Problem details: Whenever a line in the listing contains "trim", copy that line.

====== Given records ======

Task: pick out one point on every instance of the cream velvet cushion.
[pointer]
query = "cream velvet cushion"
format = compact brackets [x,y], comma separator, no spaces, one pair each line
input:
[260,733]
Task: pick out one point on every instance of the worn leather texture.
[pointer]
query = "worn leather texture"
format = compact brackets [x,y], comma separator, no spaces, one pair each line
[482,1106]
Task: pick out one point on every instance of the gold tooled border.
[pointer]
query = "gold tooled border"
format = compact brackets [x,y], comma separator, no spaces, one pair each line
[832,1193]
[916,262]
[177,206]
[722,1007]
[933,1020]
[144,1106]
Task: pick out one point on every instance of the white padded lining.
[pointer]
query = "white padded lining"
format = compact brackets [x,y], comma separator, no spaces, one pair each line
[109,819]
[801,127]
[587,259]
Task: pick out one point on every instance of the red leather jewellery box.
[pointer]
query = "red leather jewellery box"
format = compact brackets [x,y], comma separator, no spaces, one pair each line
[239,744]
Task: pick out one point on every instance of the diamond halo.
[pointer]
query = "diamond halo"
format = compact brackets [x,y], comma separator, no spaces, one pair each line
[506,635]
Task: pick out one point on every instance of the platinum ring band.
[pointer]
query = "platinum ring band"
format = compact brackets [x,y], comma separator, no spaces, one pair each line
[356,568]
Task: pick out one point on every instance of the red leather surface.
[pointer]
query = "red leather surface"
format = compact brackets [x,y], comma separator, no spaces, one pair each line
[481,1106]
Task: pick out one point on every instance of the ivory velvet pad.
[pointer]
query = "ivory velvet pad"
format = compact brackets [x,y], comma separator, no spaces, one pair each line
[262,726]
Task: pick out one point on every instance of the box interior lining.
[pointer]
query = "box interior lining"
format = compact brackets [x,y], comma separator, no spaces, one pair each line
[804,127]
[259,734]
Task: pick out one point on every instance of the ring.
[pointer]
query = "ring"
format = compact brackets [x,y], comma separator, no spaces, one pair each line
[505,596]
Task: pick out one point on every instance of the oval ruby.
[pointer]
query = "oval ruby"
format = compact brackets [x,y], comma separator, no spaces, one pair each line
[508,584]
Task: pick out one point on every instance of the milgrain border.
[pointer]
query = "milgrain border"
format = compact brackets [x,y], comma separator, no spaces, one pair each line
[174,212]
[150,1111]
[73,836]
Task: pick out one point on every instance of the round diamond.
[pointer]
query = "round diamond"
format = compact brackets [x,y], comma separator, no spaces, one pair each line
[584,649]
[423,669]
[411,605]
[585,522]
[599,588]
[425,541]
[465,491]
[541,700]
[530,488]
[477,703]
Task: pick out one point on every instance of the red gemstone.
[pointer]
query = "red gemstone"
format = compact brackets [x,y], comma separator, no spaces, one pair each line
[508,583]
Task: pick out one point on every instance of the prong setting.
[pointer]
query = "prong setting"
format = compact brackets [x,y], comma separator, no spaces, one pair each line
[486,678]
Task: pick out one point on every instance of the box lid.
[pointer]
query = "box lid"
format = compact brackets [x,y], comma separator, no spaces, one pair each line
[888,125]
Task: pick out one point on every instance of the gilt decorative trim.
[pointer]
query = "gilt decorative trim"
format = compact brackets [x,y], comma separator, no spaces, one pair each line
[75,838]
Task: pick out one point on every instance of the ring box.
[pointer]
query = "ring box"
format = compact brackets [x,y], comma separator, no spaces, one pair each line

======

Result:
Task: pick out one point on every instance of the gilt decorative trim.
query = "gilt decorative trim"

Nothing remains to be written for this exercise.